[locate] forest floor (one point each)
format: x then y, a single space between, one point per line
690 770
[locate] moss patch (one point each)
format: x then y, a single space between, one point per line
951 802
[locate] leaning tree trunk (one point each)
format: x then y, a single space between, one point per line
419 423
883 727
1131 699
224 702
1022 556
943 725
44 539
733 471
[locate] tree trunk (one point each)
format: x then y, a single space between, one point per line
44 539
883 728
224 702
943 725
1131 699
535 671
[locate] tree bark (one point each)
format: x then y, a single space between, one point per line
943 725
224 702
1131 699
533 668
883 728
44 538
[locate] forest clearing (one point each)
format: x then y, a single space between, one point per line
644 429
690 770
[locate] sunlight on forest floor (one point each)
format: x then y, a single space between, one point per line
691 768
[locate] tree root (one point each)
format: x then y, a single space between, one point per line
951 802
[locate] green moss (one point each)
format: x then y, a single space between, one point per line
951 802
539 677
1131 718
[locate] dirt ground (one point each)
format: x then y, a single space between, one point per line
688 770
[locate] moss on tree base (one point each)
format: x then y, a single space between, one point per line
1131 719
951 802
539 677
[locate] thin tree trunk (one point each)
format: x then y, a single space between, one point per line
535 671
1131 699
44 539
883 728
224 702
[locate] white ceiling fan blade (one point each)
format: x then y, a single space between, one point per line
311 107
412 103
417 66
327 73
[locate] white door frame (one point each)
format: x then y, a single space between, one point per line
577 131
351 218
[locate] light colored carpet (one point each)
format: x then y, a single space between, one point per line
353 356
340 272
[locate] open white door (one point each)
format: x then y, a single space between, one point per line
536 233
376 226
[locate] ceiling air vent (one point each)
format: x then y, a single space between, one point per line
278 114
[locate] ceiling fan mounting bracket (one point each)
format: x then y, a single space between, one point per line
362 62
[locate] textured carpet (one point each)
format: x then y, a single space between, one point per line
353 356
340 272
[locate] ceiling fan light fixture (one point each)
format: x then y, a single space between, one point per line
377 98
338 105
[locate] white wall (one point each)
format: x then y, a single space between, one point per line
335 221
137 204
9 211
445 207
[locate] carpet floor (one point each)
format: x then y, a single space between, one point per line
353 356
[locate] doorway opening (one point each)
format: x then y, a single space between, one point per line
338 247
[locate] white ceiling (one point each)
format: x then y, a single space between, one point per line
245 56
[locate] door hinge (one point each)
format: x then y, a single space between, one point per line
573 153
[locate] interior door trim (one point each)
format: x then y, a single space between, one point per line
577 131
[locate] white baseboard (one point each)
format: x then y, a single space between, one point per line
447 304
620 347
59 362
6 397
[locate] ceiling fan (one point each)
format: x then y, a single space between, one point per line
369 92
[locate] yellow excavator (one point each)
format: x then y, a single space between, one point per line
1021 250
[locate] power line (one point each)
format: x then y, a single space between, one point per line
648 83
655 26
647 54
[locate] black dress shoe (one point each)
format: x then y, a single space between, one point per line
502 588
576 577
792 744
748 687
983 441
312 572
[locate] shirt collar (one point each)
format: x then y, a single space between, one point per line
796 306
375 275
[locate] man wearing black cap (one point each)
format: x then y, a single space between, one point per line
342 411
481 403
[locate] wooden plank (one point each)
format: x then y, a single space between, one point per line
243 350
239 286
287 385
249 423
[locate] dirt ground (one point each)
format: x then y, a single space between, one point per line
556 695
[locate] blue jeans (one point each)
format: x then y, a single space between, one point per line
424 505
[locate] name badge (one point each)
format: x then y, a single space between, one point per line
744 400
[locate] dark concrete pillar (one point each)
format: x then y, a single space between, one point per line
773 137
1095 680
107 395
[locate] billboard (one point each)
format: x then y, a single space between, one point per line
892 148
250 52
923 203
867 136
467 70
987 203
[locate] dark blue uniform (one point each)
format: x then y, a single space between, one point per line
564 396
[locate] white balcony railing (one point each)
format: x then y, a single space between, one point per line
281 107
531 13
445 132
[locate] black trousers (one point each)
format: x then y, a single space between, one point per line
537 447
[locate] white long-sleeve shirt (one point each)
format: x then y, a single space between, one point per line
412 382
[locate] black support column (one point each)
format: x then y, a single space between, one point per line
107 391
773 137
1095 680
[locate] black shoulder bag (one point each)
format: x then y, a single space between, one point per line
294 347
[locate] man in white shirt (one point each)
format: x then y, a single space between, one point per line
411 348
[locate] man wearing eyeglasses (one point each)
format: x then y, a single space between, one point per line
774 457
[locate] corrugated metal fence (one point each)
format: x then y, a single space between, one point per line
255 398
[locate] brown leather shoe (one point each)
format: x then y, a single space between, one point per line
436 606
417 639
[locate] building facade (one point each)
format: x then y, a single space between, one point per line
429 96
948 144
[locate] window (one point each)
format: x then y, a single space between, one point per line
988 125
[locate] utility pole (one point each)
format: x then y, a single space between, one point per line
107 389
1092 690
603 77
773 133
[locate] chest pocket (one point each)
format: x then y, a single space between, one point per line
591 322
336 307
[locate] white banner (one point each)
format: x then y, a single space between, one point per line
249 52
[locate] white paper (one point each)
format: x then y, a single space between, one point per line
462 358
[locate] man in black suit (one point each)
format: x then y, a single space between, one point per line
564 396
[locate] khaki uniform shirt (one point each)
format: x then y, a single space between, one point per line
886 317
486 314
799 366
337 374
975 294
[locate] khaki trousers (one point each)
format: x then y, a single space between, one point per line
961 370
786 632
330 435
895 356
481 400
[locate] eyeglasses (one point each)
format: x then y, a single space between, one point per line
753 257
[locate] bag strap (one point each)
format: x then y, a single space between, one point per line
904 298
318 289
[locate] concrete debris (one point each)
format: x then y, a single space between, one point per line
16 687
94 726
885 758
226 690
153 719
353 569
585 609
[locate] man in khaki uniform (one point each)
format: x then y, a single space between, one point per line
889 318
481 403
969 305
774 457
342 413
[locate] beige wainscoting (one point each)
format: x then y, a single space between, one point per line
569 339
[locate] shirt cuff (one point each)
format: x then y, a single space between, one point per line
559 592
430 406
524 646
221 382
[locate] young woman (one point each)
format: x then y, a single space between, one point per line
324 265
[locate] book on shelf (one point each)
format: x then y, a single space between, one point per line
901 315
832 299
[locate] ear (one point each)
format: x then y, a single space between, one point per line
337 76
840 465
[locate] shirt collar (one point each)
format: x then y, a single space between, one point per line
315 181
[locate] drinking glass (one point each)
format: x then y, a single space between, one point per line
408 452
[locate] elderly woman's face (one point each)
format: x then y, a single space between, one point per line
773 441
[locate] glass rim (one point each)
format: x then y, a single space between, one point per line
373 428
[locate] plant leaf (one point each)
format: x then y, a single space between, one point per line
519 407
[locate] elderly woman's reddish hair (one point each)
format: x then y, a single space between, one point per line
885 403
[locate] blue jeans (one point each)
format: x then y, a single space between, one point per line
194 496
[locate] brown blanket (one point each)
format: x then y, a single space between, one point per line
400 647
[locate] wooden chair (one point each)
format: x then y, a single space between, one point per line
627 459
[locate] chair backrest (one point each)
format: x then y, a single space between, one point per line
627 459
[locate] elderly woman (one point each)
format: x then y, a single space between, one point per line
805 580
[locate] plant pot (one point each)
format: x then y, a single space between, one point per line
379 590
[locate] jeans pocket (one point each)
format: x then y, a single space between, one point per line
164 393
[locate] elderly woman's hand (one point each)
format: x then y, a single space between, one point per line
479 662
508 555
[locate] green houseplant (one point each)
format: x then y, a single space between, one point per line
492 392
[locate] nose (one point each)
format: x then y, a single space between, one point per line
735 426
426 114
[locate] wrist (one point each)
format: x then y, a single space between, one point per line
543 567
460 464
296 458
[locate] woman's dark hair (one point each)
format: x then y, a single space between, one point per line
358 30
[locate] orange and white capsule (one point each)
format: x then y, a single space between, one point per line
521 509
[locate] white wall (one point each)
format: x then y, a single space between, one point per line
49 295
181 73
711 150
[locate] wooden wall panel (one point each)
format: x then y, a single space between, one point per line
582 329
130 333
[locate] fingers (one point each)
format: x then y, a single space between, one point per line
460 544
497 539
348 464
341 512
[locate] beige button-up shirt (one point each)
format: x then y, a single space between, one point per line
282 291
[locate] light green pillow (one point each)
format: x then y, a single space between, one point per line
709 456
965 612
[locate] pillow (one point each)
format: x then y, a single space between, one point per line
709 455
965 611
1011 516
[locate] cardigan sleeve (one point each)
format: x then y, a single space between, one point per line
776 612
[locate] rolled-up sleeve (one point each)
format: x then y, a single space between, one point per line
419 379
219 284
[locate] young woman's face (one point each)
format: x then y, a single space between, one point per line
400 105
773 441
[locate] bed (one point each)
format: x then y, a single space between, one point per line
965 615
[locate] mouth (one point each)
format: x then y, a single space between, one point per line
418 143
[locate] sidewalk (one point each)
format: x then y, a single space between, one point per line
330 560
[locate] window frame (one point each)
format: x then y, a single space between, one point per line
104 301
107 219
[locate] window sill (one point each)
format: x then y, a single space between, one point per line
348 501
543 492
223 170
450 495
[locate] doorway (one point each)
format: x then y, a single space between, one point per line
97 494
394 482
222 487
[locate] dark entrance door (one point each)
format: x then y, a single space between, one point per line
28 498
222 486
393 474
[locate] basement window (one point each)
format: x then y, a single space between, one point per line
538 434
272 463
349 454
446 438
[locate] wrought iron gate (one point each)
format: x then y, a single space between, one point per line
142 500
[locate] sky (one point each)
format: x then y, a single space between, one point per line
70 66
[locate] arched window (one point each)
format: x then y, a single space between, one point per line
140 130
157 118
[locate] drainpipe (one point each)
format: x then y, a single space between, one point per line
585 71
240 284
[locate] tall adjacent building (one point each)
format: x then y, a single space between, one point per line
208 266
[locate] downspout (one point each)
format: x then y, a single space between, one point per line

------

▶ **WHAT NEEDS TO BE DONE**
Transcribe the entries above word for word, from the first line through the line containing "[locate] light colored", and nothing else.

▶ **TASK ANSWER**
[locate] forest floor (one point each)
format: x then y, a single space between, one point per line
690 770
[locate] moss patch (one point each)
format: x then y, a single space between, one point per line
951 802
[locate] leaning tree trunk (one point each)
format: x then y, a single space between, one point per line
419 423
883 727
1131 699
224 702
1022 556
943 725
44 539
733 471
[locate] tree trunk (one point each)
format: x then y, a single space between, one point per line
44 539
883 728
224 702
943 725
1131 699
535 671
[locate] tree bark (one point each)
format: x then y, a single space between, one point per line
943 725
224 702
1131 699
533 668
883 728
44 538
[locate] forest clearing (one point each)
format: x then y, a single space between, one point per line
644 429
690 770
[locate] sunlight on forest floor (one point each)
format: x then y, a single space between, one point per line
691 768
[locate] tree root (one point each)
format: x then y, a single space between, one point per line
951 802
[locate] green moss (one point each)
format: x then y, a single space between, one point per line
951 802
539 677
1131 718
[locate] dirt ground (one point each)
format: x then y, a single space between, one point per line
688 770
[locate] moss on tree base (one point each)
format: x then y, a single space between, one point per line
1131 719
951 802
539 677
[locate] thin tree trunk (one point each)
format: x then y, a single space between, one point per line
535 671
1131 699
44 539
883 728
224 702
[locate] white ceiling fan blade (one point each)
format: x then y, a single space between, one point per line
311 107
412 103
417 66
327 73
[locate] white door frame (one point each)
format: x then y, a single space between, one point per line
577 131
351 218
[locate] light colored carpet (one point each)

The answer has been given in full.